━━━ Entries provided
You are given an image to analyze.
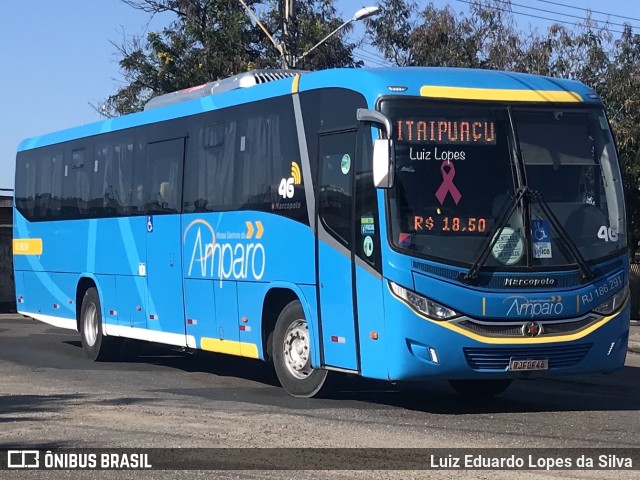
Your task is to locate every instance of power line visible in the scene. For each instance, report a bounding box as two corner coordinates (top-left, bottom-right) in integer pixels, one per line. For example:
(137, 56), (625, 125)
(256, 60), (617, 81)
(347, 0), (637, 66)
(344, 34), (394, 66)
(356, 52), (392, 67)
(356, 48), (394, 65)
(354, 49), (393, 67)
(497, 0), (639, 30)
(533, 0), (640, 23)
(454, 0), (629, 35)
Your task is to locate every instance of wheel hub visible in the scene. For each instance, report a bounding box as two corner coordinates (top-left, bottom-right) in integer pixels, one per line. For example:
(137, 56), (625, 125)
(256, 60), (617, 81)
(283, 320), (312, 379)
(84, 303), (98, 347)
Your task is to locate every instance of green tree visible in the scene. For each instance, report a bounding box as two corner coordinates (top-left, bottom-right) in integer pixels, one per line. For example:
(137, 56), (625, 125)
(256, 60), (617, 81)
(264, 0), (362, 70)
(367, 0), (417, 66)
(101, 0), (359, 116)
(366, 1), (522, 69)
(101, 0), (260, 115)
(604, 27), (640, 230)
(369, 0), (640, 232)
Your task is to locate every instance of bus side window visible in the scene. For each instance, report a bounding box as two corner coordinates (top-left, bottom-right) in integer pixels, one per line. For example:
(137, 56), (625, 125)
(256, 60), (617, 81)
(184, 120), (237, 212)
(37, 151), (63, 220)
(318, 131), (356, 247)
(354, 126), (381, 269)
(146, 139), (183, 214)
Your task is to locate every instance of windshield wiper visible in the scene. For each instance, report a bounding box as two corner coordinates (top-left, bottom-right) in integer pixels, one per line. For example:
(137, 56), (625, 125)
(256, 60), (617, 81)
(460, 186), (527, 284)
(529, 189), (594, 282)
(460, 187), (594, 284)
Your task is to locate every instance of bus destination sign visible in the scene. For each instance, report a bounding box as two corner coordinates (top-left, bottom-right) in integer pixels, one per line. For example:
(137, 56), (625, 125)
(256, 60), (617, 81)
(396, 118), (496, 145)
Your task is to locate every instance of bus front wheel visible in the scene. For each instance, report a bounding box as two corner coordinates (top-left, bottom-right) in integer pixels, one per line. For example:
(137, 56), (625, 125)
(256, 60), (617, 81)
(272, 300), (327, 398)
(80, 287), (115, 361)
(448, 379), (513, 397)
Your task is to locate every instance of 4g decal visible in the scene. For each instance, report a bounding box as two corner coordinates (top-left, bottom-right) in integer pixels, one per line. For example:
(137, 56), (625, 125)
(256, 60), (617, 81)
(597, 225), (618, 242)
(279, 161), (302, 199)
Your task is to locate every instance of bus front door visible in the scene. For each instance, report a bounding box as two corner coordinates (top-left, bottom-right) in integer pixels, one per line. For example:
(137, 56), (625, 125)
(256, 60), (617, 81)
(316, 129), (359, 372)
(144, 138), (187, 346)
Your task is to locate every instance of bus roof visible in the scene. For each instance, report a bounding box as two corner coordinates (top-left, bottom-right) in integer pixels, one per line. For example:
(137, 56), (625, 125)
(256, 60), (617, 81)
(18, 67), (602, 152)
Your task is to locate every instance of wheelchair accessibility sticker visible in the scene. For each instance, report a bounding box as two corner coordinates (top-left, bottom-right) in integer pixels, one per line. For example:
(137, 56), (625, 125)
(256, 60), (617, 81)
(532, 219), (552, 259)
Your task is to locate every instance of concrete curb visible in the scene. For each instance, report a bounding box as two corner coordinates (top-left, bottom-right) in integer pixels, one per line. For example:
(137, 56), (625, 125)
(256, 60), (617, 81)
(628, 321), (640, 354)
(628, 341), (640, 355)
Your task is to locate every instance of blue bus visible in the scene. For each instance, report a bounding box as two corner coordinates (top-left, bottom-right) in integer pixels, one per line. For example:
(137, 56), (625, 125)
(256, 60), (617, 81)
(13, 67), (630, 397)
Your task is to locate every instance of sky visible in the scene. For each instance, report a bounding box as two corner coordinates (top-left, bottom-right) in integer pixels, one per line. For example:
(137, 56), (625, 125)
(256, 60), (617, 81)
(1, 0), (638, 191)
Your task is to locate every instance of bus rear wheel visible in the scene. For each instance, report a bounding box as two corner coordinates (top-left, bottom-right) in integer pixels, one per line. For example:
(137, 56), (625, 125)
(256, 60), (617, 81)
(80, 287), (115, 361)
(448, 379), (513, 397)
(272, 300), (327, 398)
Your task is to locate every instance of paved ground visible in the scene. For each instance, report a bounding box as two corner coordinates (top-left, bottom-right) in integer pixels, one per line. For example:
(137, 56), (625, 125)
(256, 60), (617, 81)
(628, 320), (640, 354)
(1, 314), (639, 479)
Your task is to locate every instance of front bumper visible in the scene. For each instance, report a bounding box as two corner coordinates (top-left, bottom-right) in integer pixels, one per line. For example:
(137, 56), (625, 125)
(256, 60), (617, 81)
(382, 287), (630, 381)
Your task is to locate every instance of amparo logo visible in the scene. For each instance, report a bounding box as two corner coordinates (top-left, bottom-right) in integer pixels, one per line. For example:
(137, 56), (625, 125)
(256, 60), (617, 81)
(504, 295), (564, 317)
(183, 219), (266, 281)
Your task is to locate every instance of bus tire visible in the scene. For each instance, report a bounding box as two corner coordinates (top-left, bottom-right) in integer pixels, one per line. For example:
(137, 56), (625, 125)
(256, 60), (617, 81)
(80, 287), (115, 361)
(272, 300), (327, 398)
(448, 379), (513, 397)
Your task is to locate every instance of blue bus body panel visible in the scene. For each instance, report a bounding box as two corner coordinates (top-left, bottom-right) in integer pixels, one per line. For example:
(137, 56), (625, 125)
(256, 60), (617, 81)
(96, 274), (118, 327)
(13, 214), (146, 276)
(317, 240), (358, 370)
(214, 280), (240, 345)
(145, 214), (186, 343)
(21, 271), (51, 314)
(354, 264), (387, 379)
(113, 217), (147, 276)
(14, 210), (149, 330)
(49, 272), (78, 318)
(184, 278), (215, 346)
(236, 281), (269, 358)
(115, 275), (147, 330)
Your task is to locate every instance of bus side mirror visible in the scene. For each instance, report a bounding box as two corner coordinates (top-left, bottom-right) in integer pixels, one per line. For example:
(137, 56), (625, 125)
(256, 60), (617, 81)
(373, 139), (395, 189)
(356, 108), (395, 189)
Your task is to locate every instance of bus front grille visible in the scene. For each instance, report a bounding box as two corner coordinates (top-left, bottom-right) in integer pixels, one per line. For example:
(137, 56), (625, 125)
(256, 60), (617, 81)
(463, 343), (592, 371)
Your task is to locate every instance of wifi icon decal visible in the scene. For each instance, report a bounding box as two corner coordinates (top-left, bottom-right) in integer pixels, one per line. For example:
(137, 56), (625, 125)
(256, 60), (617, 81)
(291, 162), (302, 185)
(279, 162), (302, 199)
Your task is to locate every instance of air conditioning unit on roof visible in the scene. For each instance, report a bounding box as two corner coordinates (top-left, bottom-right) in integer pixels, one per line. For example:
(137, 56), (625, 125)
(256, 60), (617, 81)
(144, 69), (306, 110)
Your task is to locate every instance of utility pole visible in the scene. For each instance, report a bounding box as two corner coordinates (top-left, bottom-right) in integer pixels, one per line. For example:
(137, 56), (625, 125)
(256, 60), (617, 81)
(282, 0), (294, 69)
(238, 0), (289, 68)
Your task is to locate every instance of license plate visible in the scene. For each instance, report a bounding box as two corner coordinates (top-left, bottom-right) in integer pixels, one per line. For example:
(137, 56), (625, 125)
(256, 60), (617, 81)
(509, 358), (549, 371)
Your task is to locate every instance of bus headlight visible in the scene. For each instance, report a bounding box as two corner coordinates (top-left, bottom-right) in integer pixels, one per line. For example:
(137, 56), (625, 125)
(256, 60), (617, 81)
(593, 286), (629, 315)
(389, 281), (458, 320)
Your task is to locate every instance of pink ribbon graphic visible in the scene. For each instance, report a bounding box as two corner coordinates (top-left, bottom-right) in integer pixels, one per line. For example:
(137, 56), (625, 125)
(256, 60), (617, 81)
(435, 162), (462, 205)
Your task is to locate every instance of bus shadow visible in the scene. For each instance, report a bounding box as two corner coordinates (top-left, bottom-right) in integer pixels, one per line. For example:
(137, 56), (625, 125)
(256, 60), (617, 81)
(324, 366), (640, 414)
(64, 339), (640, 414)
(123, 341), (282, 387)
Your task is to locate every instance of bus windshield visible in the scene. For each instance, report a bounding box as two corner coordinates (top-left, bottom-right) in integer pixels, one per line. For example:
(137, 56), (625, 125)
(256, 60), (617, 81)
(384, 99), (626, 268)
━━━━━━
* _What needs to be done_
In the listing above, find the line containing "Your task is to locate every instance of bus windshield", then reproduce it and each line after it through the end, exactly and with nothing added.

* _Task solution_
Your task is to locate every instance of bus windshield visible in the scene. For each instance, report a bounding box as two corner coordinates (top-left, bottom-right) in integer pixels, one per line. For example:
(137, 56), (625, 125)
(256, 60), (617, 81)
(384, 99), (626, 268)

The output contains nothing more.